[begin Information provided]

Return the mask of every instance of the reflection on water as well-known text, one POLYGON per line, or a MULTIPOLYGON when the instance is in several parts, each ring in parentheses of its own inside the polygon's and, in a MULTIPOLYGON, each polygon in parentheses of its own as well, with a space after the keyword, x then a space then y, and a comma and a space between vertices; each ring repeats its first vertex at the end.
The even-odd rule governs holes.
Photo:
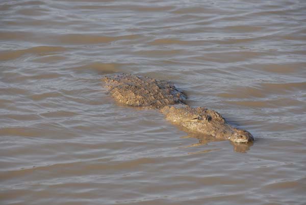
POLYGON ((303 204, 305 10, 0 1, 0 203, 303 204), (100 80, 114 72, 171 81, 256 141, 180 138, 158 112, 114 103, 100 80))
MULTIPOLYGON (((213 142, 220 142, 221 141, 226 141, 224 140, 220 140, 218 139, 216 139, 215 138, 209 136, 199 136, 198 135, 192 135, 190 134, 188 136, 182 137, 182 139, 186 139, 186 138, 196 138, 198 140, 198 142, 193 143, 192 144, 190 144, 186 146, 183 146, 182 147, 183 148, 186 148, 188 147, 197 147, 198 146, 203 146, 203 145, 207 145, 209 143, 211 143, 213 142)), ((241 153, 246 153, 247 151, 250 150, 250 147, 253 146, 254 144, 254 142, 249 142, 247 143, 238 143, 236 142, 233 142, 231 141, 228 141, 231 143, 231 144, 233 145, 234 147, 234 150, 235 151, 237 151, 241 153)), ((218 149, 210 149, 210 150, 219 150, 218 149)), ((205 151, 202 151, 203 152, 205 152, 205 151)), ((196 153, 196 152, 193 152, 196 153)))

[end Information provided]
[begin Information provided]

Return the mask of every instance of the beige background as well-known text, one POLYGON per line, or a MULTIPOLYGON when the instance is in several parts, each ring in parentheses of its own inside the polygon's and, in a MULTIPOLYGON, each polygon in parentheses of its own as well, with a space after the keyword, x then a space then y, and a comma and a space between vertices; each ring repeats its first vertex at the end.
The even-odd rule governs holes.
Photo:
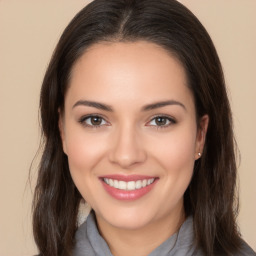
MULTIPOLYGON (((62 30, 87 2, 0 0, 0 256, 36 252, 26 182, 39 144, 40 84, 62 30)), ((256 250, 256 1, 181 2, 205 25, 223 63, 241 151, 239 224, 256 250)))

[end Information provided]
[begin Information provided]

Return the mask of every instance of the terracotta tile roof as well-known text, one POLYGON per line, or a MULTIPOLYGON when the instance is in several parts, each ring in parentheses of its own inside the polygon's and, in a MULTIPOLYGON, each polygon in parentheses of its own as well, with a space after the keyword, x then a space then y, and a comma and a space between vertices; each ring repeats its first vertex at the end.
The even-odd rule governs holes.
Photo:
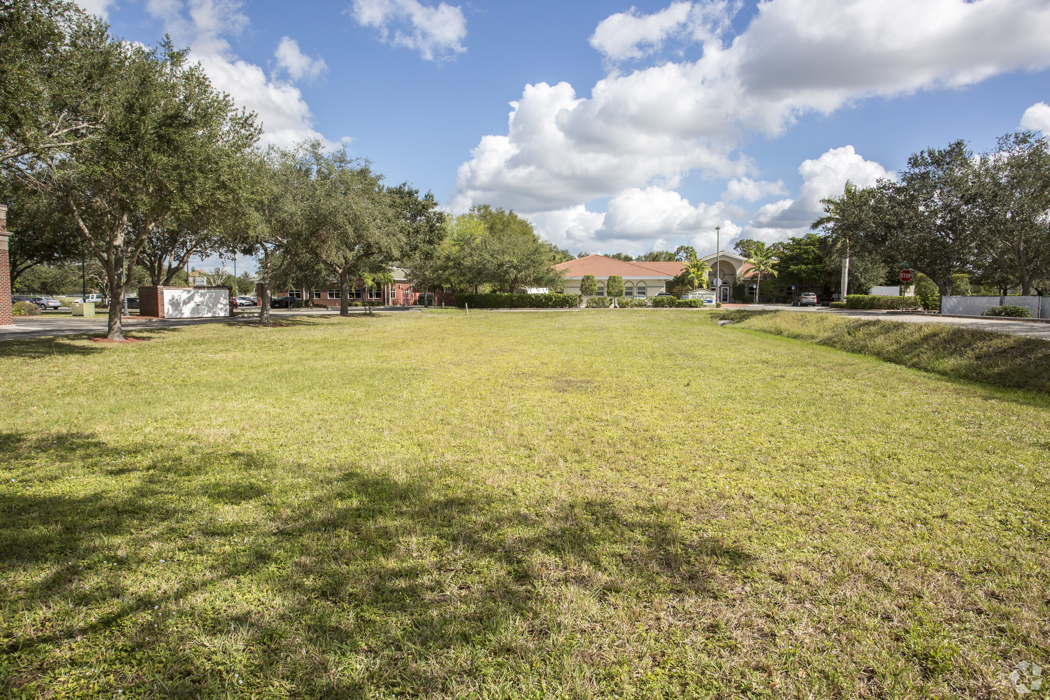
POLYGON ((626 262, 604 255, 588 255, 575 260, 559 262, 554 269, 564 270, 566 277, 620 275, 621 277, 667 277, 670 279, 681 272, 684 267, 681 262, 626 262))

[end Information provided]

### Stated goal
Reproduce the material from the line with "Return the mask of every instance of the reflection" up to and including the line with "POLYGON ((303 204, 305", replacing "Photo" with "Image" and keeping everything else the same. Omit the pictures.

### Solution to this problem
Return the mask of every instance of the reflection on water as well-known text, one POLYGON per line, or a MULTIPOLYGON when the instance is in several parts, each ring in parentheses of its own inside the polygon's and, in a MULTIPOLYGON, each polygon in parentheses of its own as well, with a space after the keyword, x then a space then y, and a comma and a space between vertices; each ring repeats its first vertex at the end.
The even-odd rule governs holes.
Image:
POLYGON ((303 204, 305 10, 0 1, 0 203, 303 204), (100 80, 114 72, 171 81, 256 141, 180 138, 158 112, 114 103, 100 80))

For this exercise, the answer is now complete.